* [Exercise details]
Repeat the material verbatim. Images are excluded from the copy.

* [Supplied information]

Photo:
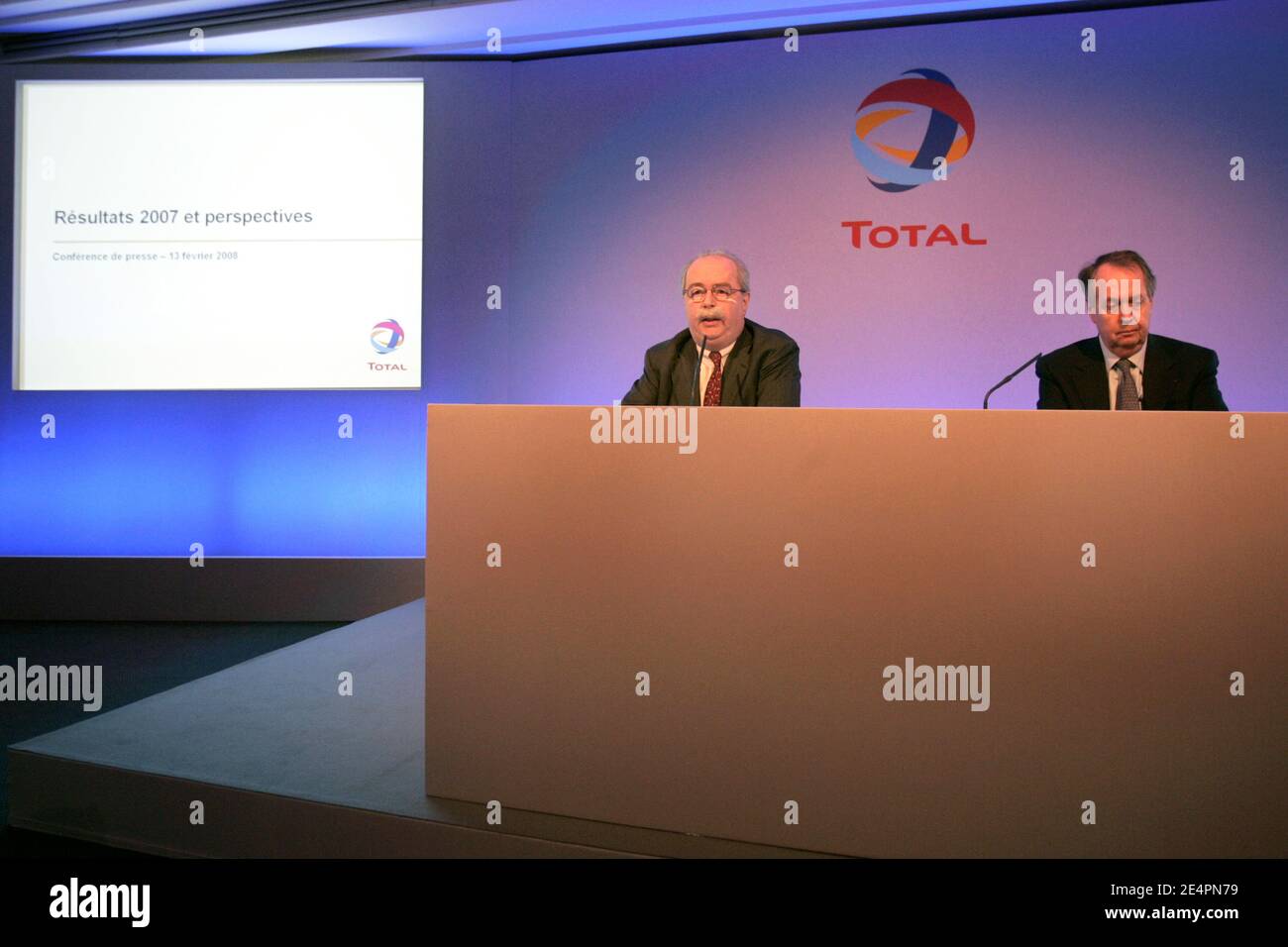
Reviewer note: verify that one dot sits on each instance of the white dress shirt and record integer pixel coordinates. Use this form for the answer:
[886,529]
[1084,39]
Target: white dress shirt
[1137,371]
[707,367]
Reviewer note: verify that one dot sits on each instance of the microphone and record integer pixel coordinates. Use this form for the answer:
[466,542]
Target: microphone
[697,372]
[1010,376]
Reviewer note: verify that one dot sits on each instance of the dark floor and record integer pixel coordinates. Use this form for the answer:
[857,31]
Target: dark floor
[138,660]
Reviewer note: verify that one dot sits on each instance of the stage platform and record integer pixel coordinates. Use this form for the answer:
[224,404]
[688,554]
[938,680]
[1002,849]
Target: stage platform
[284,767]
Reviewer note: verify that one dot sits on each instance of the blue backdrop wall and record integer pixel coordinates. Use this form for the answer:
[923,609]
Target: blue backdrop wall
[531,184]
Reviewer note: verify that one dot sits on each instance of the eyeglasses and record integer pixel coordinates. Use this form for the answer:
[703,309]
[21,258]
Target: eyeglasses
[722,294]
[1122,307]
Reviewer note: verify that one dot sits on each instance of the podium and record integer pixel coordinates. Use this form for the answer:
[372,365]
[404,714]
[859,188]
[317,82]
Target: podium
[781,635]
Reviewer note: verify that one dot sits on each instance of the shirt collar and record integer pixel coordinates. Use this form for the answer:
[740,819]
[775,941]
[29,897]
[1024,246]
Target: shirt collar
[724,352]
[1112,360]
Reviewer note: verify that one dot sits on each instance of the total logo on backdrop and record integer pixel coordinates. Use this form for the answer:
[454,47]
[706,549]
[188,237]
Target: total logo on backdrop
[386,337]
[932,101]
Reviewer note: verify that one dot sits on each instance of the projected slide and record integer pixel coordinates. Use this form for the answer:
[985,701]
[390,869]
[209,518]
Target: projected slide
[205,235]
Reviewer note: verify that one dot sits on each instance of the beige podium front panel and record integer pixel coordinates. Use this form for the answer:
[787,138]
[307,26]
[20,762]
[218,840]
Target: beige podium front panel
[774,575]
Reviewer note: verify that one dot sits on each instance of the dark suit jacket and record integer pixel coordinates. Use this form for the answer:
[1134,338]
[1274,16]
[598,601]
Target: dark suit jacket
[1179,376]
[763,369]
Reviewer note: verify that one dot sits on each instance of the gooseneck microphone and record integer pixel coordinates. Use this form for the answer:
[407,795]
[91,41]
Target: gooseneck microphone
[1010,376]
[697,372]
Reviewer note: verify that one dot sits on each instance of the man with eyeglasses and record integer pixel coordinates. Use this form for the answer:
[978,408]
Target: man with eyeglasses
[745,364]
[1109,371]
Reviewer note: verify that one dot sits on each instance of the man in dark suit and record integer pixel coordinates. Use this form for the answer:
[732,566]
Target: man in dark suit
[1108,371]
[745,363]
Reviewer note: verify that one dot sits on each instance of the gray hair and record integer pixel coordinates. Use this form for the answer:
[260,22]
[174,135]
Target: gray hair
[743,274]
[1122,260]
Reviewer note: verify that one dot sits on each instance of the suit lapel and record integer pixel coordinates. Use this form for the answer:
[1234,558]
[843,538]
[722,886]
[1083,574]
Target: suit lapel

* [Task output]
Photo:
Reviewer note: verify that one dot sits on each instance of the white dress shirt and record integer pixel coordinates. Use this form for the answer:
[886,529]
[1084,39]
Target: white dress shirt
[1137,371]
[707,367]
Reviewer note: verify that one dot sits on each instance of the microphone and record integer pixel coordinates. Use this form for the answer:
[466,542]
Target: microphone
[697,372]
[1010,376]
Reviewer note: verify that one dot sits on each instance of the dark floor and record integer pixel coordinates. Use this form for the answer:
[857,31]
Target: dark floor
[138,660]
Reviewer note: verify that one dot sits on each instance of the stage platform and record integer pixel coordinates. Use this form for the answer:
[224,404]
[688,554]
[938,680]
[1002,849]
Target: stage platform
[284,767]
Reviewer note: verify that one dot sits on each instance of the blue backdrop wall and record integer pixel coordinates. Use this form for the answer:
[923,609]
Target: blue backdrop wall
[531,184]
Reviewer note: verify that one dot sits on each instance of the eyeglasses and record integer pixel coordinates. Use this form for the answer:
[703,309]
[21,258]
Target: eyeglasses
[722,294]
[1122,307]
Reviewer note: verify that one dot sits on each instance of the podium and record integer pixel coordinates. Use this form for the answer:
[372,365]
[404,714]
[859,188]
[317,82]
Target: podium
[781,635]
Reviewer note: verify that one dot sits on each instance of the shirt collar and record integer pixel coordinates. Use this form for the answer:
[740,819]
[775,941]
[29,897]
[1024,246]
Target: shirt collar
[724,352]
[1112,360]
Reviewer note: verify that one dot sits on each instance of the total logo on backdrop and record integer pixel coordinates. Use this form for the answer:
[454,47]
[706,549]
[188,237]
Target: total logo on backdrop
[386,337]
[932,101]
Reviewer note: verify that one dot sits on each instance of the projected slide and record integer pixel coordinates. Use this form for the answer:
[985,701]
[390,869]
[209,518]
Target: projected slide
[205,235]
Reviewer note: verify that one dot sits on each instance of the beige podium front panel and record integer pixel coordinates. Use this form for the answer:
[787,138]
[307,26]
[20,762]
[218,840]
Target: beige podium front panel
[774,575]
Reviewer note: verify that one dot sits on each instance of the dark suit jacket and record integer pixel coordinates. Use this form for the answer:
[1134,338]
[1274,16]
[598,601]
Target: dark suit jacket
[1179,376]
[763,369]
Reviewer note: verify that one dot sits on each instance of the gooseneck microphone and record integer pixel coordinates. Use this form for the answer:
[407,795]
[91,41]
Target: gooseneck microphone
[1010,376]
[697,372]
Reviewer note: verify that one dot sits on each instance of the man with eyeglasses and record integer pixel coordinates. Use this form for the answer:
[978,408]
Target: man with eyeglasses
[745,364]
[1109,371]
Reviewer note: verify that one dot sits on each instance of the man in dark suit and record integer pixel coordinates. Use this form for the answer:
[732,566]
Target: man in dark suit
[1108,371]
[745,363]
Reviewer note: verify that one dot sits on each instance of the gray hair and record integer pixel coordinates. Use this form for the answer:
[260,22]
[174,135]
Target: gray hair
[743,274]
[1122,260]
Reviewer note: verify that one dot sits on each instance of the suit lapel and record integer pixel coordinates. Use this form for the answer:
[1234,558]
[843,538]
[722,886]
[1083,574]
Target: suit lapel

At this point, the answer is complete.